> [Obiettivo 1]
Elenca tutti gli enti e le istituzioni nominati nell'articolo sul museo diffuso degli stucchi ticinesi, compresi dipartimenti e istituti.
> [Obiettivo 2]
Prosegui l'articolo sul museo diffuso degli stucchi ticinesi a partire dall'ultima frase riportata.

> [Estratto della fonte]
━━━

Territorio

«Resta di stucco»: il museo diffuso per conoscere l'arte dei maestri ticinesi

Un ampio progetto sviluppato dalla SUPSI permette a popolazione e turisti di studiare in dettaglio gli stucchi presenti in tutto il cantone — Ventitré le postazioni, visitabili in modo reale o virtuale
© Restadistucco.ch / SUPSI
Giacomo Butti
19.06.2023 14:45

Un museo «diffuso» che permetta — non solo ai turisti, ma anche alla popolazione locale — di (ri)scoprire i grandi maestri stuccatori del Ticino e le loro opere. È, questo, Resta di Stucco, un progetto nato dal lavoro del Dipartimento ambiente costruzioni e design della SUPSI e che ha portato allo sviluppo di una serie di supporti e attività volte ad avvicinare il pubblico agli stucchi di importanza storica, artistica e religiosa presenti in 23 luoghi sparsi sul territorio, da Bellinzona a Chiasso.

Alla Chiesa di San Rocco a Lugano, uno degli edifici interessati dalla ricerca, Giacinta Jean (professoressa all’Istituto materiali e costruzioni) e Luca Morici (docente-ricercatore dell’Istituto design) hanno presentato oggi il frutto di tanto lavoro, finanziato dal Fondo nazionale svizzero per la ricerca scientifica. Fatiche che hanno portato alla nascita di un museo diffuso, sì, ma anche tanto, tanto altro.

━━━

> [Voci]

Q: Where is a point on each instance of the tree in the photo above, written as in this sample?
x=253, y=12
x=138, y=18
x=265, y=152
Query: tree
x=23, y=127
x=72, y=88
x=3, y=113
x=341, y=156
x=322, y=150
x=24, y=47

━━━

> [Risultato del compito 1]
- SUPSI
- Dipartimento ambiente costruzioni e design
- Istituto materiali e costruzioni
- Istituto design
- Fondo nazionale svizzero per la ricerca scientifica

> [Risultato del compito 2]
Resta di Stucco ha l’obiettivo di far conoscere al grande pubblico gli stucchi ticinesi, importantissime testimonianze culturali
Giacinta Jean, professoressa all'Istituto materiali e costruzioni

Tra realtà e virtuale

«Resta di Stucco», ha spiegato la professoressa Jean in conferenza stampa, «ha l’obiettivo di far conoscere al grande pubblico gli stucchi ticinesi, importantissime testimonianze culturali». Il progetto, come già evidenziato, ha portato alla selezione di 23 luoghi nei quali si trovano le opere più rappresentative. Ma gli esempi non mancano: «Avrebbero potuto essere anche dieci volte tanto. Il Ticino è ricchissimo di stucchi lasciati da artisti divenuti famosi e richiesti in tutta Europa, dalla Russia al Regno di Napoli. Si tratta di un patrimonio immenso poco noto alla popolazione. Per questo uno dei nostri obiettivi era proprio dare uno strumento ai ticinesi per riappropriarsi di questi beni culturali». Ma come funziona, in sostanza, Resta di Stucco? Il museo diffuso, spiega Morici, collega luoghi, opere e artisti tramite il binomio “reale e virtuale”. Ogni luogo è dotato di mappe e guide cartacee. Ma, anche, «di un totem che, tramite un codice QR, permette di accedere all’apposita app e diversi contenuti multimediali gratuiti. Dalle guide audio (45 minuti di contenuti, disponibili in italiano e inglese, ndr) alle immagini ad alta definizione. Raffinate cartoline con effetto in rilievo, invece, presentano tramite realtà aumentata le diverse opere».

Sulla piattaforma restadistucco.ch, poi, si può andare ancora più in profondità. Qui, un glossario spiega cos’è, ad esempio, il “cocciopesto”, o come si usa il latte di calce. Nel frattempo, un catalogo raccoglie tutte le informazioni delle 37 opere studiate nei 23 luoghi, mentre una mappa interattiva consente di esplorare nel dettaglio, tramite oltre 750 immagini e narrazioni, specificità delle condizioni in cui operavano gli artisti e i loro segreti.

Ma non finisce qui: in collaborazione con i musei, le associazioni culturali e i partner del progetto, una serie di conferenze e workshop, insieme a visite guidate da ricercatrici e ricercatori, è stata organizzata per avvicinare il pubblico all’arte dello stucco, tra storia e scienza.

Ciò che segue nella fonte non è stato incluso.